→ Records for this task:
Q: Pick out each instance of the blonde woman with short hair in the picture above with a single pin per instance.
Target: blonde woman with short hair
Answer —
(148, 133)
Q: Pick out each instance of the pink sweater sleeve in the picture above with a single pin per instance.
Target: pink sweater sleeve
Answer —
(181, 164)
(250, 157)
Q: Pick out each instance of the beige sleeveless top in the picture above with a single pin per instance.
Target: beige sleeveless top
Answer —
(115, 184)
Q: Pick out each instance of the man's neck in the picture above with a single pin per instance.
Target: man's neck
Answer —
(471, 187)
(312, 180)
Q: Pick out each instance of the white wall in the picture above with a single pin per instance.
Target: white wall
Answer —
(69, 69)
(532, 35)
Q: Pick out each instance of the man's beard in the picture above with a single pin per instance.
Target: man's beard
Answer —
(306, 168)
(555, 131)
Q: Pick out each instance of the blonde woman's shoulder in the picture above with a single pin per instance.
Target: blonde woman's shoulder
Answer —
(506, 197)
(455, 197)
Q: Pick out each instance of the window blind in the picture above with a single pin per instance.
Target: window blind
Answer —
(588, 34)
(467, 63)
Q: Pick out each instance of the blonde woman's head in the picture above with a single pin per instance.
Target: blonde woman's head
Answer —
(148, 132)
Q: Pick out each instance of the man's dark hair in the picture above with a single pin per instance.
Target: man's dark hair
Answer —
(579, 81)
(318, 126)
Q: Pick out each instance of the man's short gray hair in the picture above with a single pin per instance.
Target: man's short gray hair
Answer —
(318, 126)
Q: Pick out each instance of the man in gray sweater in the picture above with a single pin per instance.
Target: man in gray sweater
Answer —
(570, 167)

→ Aim of the exercise:
Starting at the line that contains "Q: Pick out each instance of the man's beard" and ending at the last line of the items, format those lines as a Markdown table with the columns No. and Text. Each line takes one row, numbered in order, and blank lines are omitted.

→ Task solution:
| No. | Text |
|---|---|
| 1 | Q: Pick out each instance of the man's beard in the picture above with a single pin per instance. |
| 2 | Target: man's beard |
| 3 | Answer — |
| 4 | (306, 168) |
| 5 | (555, 131) |
| 6 | Q: Pick out each instance of the blonde woman's shoulder in the picture above with a single pin per instance. |
| 7 | Target: blonde woman's shoulder |
| 8 | Answer — |
| 9 | (506, 197) |
| 10 | (455, 197) |
| 11 | Q: Pick out each instance of the window blind in the picture above with a single pin per instance. |
| 12 | Target: window blind |
| 13 | Answer — |
| 14 | (588, 34) |
| 15 | (467, 63) |
| 16 | Q: Pick out each instance of the blonde woman's head in the picture above with a single pin per instance. |
| 17 | Target: blonde woman's head |
| 18 | Answer — |
| 19 | (148, 132) |
| 20 | Q: Pick out each instance of the man's dark hair in the picture above with a single pin per instance. |
| 21 | Target: man's dark hair |
| 22 | Answer — |
| 23 | (579, 81) |
| 24 | (318, 126) |
| 25 | Q: Pick out each instance of the man's short gray hair in the picture above with a single pin per instance. |
| 26 | Target: man's short gray hair |
| 27 | Answer — |
| 28 | (318, 126) |
| 29 | Q: Pick out each instance of the man in gray sweater in the picture above with a single pin per instance. |
| 30 | Target: man in gray sweater |
| 31 | Answer — |
| 32 | (570, 167) |